**Exercise materials**
———

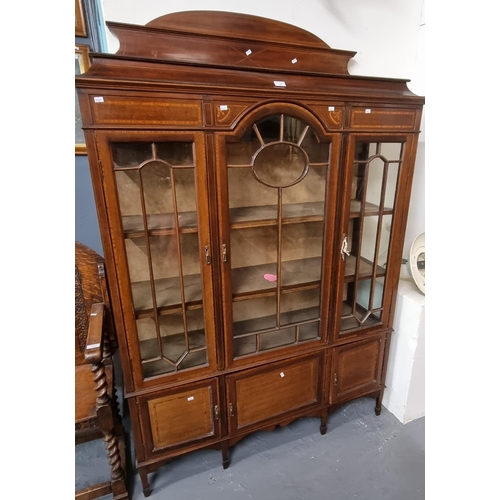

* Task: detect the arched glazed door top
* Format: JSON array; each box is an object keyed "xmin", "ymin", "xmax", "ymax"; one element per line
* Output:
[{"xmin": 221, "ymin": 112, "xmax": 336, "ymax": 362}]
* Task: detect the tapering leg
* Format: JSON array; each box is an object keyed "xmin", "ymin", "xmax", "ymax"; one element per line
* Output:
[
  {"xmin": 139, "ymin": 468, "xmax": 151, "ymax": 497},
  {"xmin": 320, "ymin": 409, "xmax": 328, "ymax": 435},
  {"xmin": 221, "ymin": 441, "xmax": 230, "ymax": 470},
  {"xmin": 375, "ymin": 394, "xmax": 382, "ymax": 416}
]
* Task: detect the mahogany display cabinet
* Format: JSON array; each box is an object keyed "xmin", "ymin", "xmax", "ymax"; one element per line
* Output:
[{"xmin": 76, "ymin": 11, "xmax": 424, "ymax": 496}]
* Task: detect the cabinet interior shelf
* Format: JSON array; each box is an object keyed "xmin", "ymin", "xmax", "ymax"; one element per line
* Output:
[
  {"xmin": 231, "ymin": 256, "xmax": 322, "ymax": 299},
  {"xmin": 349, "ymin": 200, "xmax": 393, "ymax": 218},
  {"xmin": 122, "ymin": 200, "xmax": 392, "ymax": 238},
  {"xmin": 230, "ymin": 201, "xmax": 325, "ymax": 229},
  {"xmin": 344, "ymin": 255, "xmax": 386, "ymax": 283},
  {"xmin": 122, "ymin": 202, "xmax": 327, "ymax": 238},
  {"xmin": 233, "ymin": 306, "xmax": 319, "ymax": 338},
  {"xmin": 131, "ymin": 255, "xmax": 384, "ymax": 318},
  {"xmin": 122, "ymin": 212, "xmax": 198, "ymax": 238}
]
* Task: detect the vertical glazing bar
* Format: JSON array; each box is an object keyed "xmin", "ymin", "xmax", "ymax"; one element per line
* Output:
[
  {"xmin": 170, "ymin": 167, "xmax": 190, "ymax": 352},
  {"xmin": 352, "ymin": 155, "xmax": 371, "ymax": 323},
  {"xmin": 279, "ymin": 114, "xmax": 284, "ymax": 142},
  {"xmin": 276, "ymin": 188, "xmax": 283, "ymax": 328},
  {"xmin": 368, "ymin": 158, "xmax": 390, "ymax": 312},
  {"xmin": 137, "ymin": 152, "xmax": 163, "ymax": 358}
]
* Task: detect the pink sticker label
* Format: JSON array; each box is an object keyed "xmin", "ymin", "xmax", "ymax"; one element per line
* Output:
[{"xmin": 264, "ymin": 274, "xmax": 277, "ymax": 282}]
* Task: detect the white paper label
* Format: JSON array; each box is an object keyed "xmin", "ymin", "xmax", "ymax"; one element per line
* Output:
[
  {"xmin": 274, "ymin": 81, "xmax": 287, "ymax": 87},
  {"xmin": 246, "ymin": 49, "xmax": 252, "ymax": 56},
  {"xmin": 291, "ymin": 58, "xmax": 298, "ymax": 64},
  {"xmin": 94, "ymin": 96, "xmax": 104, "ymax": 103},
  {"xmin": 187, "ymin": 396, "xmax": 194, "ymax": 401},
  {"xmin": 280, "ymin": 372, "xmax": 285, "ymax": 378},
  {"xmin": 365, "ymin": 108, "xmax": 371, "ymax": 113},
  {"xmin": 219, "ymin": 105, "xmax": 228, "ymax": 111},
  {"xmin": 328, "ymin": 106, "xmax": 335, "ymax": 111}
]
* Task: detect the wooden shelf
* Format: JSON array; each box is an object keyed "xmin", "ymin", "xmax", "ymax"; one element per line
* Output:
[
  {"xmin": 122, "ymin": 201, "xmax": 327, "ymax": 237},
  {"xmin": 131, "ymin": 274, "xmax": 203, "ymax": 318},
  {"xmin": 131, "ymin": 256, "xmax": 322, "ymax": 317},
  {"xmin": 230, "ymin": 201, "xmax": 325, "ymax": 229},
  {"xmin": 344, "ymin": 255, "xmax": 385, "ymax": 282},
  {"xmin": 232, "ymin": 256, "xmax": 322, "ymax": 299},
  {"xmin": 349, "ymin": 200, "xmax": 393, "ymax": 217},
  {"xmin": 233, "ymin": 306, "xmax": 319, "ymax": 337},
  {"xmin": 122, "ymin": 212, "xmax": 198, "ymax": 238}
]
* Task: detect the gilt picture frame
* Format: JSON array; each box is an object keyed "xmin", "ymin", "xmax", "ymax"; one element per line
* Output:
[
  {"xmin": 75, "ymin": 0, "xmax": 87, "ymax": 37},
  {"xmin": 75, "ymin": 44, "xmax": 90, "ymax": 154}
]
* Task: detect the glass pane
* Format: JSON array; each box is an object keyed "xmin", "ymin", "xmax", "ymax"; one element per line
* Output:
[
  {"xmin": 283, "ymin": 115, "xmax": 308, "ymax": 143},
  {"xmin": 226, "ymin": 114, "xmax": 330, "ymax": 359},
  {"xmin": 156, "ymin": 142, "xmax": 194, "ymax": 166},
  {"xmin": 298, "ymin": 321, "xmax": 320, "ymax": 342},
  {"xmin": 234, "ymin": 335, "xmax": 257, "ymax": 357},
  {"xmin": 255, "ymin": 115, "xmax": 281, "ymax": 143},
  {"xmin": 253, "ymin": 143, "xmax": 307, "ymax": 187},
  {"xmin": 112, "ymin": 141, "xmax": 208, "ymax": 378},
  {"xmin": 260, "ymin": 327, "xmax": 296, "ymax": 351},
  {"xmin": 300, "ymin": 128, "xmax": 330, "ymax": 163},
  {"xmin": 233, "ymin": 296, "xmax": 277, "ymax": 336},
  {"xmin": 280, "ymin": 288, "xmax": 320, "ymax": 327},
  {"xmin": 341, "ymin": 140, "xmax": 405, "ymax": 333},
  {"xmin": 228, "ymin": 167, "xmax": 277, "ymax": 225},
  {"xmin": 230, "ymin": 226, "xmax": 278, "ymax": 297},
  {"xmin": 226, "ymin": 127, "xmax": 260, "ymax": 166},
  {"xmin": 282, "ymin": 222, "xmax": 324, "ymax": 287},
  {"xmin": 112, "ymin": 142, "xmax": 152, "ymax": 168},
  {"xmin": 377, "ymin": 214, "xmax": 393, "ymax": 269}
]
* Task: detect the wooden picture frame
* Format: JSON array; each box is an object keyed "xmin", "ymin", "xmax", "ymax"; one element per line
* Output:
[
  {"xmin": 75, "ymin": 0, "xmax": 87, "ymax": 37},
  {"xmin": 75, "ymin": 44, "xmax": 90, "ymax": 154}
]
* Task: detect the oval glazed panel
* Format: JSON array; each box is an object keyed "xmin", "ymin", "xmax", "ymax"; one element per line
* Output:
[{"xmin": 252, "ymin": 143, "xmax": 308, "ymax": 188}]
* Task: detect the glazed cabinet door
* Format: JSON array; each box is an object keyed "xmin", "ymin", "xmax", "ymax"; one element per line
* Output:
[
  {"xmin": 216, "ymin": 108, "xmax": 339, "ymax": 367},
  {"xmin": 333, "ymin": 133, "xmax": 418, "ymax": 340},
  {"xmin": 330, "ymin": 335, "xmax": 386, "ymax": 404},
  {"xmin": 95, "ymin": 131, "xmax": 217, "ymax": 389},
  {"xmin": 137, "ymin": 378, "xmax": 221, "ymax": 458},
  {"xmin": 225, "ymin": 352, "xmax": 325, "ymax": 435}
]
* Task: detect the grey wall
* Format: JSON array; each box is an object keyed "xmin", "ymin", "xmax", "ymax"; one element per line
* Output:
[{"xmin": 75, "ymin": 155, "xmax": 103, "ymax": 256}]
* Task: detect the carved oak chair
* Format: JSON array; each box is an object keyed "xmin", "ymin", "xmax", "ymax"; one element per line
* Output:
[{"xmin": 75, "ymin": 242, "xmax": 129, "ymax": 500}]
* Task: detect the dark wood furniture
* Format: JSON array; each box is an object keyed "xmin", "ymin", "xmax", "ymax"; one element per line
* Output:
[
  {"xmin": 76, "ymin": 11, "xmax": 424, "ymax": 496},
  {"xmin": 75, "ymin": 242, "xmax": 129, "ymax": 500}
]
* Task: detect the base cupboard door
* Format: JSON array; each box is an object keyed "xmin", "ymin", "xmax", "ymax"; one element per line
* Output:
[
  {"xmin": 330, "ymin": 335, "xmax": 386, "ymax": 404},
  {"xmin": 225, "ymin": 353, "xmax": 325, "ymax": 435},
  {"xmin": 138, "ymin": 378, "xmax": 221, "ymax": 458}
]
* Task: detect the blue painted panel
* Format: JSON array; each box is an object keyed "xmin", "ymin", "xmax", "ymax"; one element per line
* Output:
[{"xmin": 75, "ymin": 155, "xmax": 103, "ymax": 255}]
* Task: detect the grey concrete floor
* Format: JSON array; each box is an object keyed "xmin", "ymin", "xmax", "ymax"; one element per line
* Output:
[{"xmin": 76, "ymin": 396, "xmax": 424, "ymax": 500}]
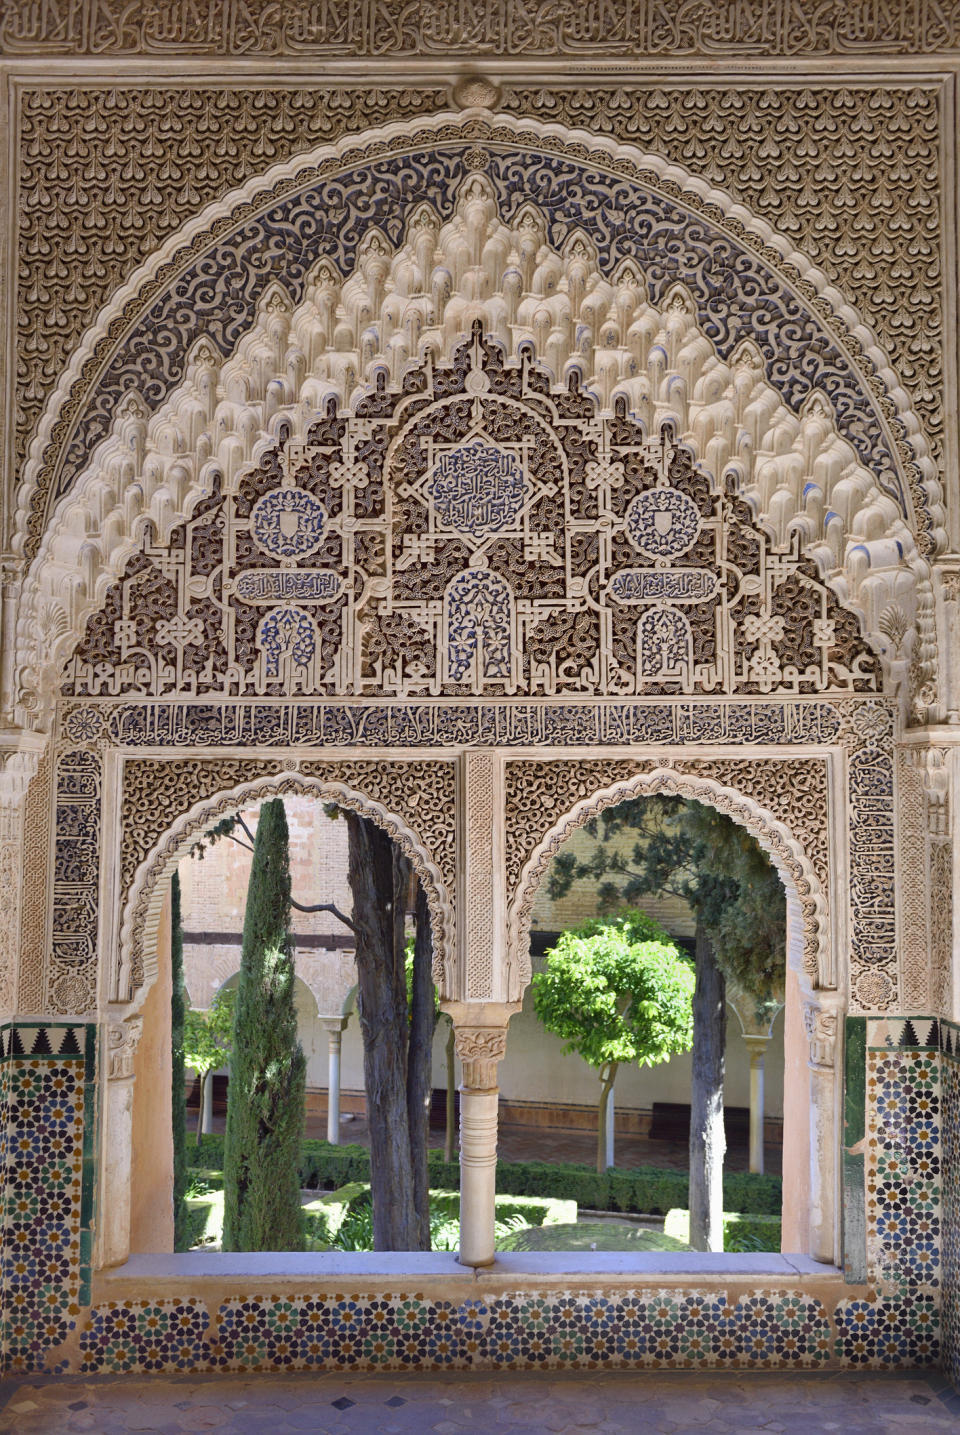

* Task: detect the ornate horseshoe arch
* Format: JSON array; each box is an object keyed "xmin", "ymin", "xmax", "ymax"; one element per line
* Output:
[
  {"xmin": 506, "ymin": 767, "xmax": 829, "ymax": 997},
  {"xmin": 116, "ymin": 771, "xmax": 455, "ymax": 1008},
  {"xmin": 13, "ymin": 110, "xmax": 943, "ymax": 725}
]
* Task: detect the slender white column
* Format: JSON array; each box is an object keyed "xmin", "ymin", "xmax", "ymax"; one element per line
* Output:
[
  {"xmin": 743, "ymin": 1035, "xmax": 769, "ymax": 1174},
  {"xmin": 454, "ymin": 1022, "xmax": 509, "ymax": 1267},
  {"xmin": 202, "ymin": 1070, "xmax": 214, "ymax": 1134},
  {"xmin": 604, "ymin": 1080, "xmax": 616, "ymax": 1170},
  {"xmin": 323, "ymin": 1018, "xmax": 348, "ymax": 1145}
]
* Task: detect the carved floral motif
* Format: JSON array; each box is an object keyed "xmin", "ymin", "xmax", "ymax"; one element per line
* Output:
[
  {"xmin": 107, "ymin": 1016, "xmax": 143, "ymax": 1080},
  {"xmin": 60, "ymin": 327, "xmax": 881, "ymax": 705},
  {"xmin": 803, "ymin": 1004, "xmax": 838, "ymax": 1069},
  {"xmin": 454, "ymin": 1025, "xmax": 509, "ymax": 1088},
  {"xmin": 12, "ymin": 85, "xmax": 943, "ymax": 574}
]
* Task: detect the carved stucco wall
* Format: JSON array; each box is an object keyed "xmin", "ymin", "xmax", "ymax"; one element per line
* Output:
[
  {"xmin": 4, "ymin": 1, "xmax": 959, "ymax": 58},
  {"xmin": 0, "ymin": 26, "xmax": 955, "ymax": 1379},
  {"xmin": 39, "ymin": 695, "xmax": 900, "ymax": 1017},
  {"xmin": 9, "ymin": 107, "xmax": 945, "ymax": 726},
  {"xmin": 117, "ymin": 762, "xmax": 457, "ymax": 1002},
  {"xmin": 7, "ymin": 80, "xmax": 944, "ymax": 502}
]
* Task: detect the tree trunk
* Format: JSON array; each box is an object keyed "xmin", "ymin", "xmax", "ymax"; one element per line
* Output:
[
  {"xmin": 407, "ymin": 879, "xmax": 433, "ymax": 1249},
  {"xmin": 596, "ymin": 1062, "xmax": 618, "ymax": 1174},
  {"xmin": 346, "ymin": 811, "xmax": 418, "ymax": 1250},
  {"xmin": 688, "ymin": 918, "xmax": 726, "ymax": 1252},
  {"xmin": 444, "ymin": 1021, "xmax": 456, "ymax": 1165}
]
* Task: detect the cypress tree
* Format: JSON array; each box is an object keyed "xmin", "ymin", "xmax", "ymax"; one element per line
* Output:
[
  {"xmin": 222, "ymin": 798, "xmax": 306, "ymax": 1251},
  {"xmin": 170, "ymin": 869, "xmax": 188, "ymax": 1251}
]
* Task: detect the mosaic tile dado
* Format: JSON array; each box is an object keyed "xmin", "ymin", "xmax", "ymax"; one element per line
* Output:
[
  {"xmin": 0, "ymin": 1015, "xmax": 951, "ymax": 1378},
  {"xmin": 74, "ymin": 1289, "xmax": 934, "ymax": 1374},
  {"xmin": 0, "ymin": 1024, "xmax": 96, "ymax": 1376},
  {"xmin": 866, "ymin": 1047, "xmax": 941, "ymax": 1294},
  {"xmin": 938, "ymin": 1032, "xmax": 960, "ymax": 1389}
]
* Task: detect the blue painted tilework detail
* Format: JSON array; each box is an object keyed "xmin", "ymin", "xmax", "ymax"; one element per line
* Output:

———

**About this task**
How many lines of the listing hold the string "shelf"? Give the number alone.

**Task result**
2